## WHAT YOU HAVE TO DO:
Pull out of the data below the stretch of lines bounded by the one containing "Each instance of the short" and the one containing "Outline every instance of the white", both bounds included, unchanged.

## RECORD EXTRACTS:
══════════════════════════════

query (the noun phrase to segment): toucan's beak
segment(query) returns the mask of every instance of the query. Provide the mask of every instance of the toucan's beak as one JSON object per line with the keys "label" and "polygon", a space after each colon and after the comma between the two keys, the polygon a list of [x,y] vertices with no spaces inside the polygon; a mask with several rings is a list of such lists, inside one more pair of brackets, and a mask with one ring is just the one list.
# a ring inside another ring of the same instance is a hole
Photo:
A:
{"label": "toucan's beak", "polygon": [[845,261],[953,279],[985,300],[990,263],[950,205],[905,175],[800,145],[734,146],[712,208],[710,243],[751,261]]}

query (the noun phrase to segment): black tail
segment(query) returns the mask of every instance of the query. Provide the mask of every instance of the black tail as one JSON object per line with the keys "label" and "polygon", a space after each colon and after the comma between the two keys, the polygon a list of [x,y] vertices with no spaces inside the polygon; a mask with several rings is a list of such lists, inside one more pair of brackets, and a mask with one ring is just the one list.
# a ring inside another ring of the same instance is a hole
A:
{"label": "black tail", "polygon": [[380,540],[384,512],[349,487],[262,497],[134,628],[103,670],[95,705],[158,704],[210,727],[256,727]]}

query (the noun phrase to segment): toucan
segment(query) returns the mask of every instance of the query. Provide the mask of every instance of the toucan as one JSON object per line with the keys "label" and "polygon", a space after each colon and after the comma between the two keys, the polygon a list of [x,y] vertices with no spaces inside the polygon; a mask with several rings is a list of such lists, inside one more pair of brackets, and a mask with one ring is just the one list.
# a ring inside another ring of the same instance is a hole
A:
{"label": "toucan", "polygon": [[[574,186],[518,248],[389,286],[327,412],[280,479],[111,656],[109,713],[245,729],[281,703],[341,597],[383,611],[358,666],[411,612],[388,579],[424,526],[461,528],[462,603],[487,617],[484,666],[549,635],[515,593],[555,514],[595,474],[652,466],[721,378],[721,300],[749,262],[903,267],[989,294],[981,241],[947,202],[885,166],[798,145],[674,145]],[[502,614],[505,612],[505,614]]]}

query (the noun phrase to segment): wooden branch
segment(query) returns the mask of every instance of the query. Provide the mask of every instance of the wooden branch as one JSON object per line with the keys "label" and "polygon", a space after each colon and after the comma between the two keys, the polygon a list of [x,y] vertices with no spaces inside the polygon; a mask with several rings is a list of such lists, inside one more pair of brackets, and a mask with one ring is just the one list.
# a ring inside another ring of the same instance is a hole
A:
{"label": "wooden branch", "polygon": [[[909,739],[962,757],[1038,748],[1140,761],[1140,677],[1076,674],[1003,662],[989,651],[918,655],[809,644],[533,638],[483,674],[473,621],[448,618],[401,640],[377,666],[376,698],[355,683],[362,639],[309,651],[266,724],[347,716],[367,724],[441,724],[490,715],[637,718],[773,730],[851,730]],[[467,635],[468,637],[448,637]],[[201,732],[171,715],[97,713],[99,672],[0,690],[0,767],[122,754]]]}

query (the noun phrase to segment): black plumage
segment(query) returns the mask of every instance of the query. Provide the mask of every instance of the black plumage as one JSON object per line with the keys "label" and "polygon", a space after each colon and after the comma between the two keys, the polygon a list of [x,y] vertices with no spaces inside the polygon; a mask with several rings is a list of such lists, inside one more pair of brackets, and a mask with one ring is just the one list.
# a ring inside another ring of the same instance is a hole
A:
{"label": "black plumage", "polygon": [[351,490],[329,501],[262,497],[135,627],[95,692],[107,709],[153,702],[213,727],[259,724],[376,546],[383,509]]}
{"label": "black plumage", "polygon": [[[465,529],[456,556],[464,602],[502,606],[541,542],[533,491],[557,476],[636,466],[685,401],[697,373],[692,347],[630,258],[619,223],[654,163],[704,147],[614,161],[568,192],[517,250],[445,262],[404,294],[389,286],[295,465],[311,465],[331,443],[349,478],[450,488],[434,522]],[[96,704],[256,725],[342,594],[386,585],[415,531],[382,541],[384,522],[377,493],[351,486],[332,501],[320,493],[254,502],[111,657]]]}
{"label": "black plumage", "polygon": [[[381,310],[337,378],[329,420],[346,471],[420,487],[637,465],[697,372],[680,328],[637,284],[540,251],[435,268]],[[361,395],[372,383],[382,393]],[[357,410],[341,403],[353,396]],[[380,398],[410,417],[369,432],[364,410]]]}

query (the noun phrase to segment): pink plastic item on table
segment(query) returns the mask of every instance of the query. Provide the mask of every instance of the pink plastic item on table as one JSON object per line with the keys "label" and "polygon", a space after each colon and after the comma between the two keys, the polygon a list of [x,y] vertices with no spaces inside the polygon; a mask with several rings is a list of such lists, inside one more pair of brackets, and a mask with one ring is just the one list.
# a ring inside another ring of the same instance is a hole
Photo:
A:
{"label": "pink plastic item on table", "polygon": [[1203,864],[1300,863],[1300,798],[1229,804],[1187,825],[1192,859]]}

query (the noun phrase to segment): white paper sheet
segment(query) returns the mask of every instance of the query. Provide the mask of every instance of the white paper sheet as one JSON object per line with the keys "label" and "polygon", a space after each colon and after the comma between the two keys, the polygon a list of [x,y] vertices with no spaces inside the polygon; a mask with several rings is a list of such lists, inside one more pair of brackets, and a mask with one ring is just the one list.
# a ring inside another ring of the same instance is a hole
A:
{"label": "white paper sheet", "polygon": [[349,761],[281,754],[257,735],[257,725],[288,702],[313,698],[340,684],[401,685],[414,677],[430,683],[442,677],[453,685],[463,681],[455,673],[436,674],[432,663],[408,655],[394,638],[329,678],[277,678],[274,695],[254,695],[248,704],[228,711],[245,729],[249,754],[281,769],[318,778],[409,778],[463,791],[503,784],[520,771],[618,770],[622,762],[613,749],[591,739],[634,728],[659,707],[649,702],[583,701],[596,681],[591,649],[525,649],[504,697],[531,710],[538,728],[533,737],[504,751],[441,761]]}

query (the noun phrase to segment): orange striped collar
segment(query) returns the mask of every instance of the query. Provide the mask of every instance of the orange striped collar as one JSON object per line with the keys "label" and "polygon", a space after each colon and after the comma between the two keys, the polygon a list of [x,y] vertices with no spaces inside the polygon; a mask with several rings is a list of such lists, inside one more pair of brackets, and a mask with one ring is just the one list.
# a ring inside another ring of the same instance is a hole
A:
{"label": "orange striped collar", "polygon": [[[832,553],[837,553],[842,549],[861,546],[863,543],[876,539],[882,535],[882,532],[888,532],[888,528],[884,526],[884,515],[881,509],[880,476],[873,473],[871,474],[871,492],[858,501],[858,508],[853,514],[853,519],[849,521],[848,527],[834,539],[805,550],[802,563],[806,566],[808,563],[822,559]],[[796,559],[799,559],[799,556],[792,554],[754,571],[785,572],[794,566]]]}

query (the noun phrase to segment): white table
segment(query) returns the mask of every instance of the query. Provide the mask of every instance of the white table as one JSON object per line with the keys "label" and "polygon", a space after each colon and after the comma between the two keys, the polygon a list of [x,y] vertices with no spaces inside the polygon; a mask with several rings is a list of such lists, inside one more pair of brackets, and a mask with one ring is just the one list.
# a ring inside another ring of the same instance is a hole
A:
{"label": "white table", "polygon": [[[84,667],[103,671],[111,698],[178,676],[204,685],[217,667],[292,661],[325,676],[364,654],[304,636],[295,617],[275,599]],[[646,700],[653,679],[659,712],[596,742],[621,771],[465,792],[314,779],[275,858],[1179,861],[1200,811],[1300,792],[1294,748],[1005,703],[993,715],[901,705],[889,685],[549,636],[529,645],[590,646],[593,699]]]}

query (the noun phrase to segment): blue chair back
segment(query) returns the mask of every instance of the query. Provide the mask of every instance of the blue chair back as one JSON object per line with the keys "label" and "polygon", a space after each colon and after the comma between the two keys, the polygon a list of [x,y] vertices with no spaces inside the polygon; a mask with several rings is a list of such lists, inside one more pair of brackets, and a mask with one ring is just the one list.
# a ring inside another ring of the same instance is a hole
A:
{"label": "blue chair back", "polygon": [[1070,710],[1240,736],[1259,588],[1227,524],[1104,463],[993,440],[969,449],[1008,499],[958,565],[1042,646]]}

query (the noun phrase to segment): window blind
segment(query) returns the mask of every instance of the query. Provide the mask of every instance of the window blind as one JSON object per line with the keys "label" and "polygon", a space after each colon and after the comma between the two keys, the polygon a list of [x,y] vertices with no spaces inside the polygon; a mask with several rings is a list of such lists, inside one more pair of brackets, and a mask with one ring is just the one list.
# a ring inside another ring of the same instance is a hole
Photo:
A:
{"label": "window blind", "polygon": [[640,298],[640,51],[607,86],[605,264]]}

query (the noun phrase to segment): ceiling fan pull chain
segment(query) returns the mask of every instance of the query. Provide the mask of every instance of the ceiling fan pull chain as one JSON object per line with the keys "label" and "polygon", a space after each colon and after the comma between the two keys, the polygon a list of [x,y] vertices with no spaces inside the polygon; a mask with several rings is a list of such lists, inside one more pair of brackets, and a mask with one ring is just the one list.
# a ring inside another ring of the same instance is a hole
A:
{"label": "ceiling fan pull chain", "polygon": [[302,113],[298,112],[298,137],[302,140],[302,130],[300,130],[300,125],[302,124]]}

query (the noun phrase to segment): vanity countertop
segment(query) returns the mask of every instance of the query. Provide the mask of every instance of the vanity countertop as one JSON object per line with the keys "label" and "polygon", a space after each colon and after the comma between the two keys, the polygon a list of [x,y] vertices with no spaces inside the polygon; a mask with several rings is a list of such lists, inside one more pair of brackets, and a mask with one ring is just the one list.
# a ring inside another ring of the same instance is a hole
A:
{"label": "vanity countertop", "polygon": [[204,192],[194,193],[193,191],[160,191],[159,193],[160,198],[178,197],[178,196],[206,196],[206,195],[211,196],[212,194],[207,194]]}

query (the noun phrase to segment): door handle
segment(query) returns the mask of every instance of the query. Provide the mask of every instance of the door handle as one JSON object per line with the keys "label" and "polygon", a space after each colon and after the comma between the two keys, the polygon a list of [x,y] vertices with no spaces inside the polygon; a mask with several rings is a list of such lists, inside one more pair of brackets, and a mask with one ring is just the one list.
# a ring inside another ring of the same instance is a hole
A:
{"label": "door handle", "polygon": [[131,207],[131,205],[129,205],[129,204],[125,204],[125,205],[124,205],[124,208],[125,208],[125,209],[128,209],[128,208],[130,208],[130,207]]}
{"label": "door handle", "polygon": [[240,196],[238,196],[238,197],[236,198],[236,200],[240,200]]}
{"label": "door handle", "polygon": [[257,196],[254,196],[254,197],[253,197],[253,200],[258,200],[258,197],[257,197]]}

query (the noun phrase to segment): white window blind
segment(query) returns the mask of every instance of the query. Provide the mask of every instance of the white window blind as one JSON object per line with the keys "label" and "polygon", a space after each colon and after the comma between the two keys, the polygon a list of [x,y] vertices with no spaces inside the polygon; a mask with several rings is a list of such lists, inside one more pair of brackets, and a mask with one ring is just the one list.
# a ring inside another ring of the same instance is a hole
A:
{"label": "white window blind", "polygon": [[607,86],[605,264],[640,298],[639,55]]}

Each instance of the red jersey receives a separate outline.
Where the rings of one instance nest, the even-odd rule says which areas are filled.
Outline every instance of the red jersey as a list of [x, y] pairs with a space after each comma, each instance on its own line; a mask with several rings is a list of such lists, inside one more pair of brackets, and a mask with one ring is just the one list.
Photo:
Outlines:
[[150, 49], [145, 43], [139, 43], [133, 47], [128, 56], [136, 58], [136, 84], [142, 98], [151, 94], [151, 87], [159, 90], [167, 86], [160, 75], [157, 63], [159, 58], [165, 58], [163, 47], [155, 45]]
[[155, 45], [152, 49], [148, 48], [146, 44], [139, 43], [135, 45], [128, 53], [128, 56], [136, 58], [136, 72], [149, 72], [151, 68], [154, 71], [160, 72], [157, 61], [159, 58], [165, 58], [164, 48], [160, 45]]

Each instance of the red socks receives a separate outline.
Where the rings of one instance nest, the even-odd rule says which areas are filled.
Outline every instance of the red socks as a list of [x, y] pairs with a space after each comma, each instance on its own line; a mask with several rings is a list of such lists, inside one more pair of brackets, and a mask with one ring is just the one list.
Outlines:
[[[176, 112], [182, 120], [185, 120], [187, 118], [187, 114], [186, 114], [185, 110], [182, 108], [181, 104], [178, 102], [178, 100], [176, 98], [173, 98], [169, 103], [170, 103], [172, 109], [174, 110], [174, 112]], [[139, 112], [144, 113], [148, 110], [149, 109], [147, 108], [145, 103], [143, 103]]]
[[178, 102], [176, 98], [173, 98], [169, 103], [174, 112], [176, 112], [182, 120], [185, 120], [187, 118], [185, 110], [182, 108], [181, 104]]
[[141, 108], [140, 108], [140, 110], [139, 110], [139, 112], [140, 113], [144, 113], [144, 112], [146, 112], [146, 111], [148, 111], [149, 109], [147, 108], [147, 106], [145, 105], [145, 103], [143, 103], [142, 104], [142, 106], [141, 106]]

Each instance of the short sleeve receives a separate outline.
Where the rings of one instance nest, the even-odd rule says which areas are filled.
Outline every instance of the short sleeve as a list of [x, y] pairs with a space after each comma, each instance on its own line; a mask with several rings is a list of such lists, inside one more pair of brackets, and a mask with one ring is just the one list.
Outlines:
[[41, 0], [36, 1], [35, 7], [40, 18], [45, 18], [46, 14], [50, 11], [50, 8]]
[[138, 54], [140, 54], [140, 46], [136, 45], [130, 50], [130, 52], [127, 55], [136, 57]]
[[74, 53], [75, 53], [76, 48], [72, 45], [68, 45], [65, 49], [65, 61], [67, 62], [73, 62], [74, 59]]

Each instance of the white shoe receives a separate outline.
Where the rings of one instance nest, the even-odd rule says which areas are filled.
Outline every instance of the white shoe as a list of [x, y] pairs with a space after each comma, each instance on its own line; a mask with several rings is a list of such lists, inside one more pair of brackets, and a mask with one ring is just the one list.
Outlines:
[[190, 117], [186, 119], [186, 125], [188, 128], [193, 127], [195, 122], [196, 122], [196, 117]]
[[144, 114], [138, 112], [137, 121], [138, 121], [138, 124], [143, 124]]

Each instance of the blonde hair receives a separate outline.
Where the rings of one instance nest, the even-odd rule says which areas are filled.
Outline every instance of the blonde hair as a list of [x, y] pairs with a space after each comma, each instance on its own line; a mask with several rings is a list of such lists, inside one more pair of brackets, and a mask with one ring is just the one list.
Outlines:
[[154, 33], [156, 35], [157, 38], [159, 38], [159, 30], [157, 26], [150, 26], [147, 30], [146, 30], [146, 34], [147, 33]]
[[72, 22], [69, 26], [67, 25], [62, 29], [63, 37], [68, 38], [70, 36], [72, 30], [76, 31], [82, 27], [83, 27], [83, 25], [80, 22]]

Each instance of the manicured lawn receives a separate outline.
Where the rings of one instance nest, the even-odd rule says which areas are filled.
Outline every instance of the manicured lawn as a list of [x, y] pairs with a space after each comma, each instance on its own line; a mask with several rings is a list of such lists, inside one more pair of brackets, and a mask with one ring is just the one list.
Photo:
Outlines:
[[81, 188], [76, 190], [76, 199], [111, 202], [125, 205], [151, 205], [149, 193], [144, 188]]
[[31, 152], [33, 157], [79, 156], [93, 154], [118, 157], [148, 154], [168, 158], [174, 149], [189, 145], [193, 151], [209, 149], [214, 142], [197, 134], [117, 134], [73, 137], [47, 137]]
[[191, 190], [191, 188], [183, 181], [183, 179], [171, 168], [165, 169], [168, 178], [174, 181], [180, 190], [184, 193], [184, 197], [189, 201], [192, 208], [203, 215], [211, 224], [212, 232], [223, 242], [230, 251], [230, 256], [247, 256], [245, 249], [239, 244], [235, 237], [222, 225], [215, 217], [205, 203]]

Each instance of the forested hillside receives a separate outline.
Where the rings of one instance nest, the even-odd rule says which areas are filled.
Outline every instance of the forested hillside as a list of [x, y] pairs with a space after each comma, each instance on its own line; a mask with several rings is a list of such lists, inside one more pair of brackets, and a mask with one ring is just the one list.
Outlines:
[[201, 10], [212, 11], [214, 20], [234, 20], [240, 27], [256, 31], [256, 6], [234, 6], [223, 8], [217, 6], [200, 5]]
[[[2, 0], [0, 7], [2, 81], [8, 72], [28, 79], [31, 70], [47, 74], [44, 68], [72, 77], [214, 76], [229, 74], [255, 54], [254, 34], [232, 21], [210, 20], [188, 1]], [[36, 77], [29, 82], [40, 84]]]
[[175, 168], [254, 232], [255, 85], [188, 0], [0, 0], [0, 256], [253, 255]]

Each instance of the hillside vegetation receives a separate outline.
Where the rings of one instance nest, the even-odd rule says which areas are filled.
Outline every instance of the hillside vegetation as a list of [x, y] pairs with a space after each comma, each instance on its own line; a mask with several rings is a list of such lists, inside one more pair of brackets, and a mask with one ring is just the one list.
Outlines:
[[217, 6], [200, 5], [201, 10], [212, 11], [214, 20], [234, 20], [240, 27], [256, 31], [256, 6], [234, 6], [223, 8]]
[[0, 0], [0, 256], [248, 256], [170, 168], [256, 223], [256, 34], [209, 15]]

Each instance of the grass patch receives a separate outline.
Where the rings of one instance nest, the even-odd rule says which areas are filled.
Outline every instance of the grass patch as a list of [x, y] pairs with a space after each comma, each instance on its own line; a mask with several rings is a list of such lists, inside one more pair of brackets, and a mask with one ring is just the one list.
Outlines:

══════════════════════════════

## REPLY:
Each instance of the short sleeve receives a separate outline.
Where the rings of one instance nest, the even-odd rule says which areas are filled.
Outline every instance of the short sleeve as a list of [x, y] pairs with a space after each comma, each instance on its own line; a mask with several rings is a list of such lists, inside one more pair of brackets, and a mask with one ring is just the one list.
Outlines:
[[41, 0], [36, 1], [35, 7], [40, 18], [45, 18], [46, 14], [50, 11], [50, 8]]
[[138, 54], [140, 54], [140, 46], [136, 45], [130, 50], [130, 52], [127, 55], [136, 57]]
[[74, 53], [75, 53], [76, 48], [72, 45], [68, 45], [65, 49], [65, 61], [67, 62], [73, 62], [74, 59]]

Each instance of the white shoe receives a separate outline.
Where the rings of one instance nest, the even-odd rule says which areas are filled.
Outline every instance of the white shoe as a list of [x, y] pairs with a space after each comma, each instance on its own line; a mask with several rings is a list of such lists, inside one more pair of brackets, and a mask with one ring is just the one list.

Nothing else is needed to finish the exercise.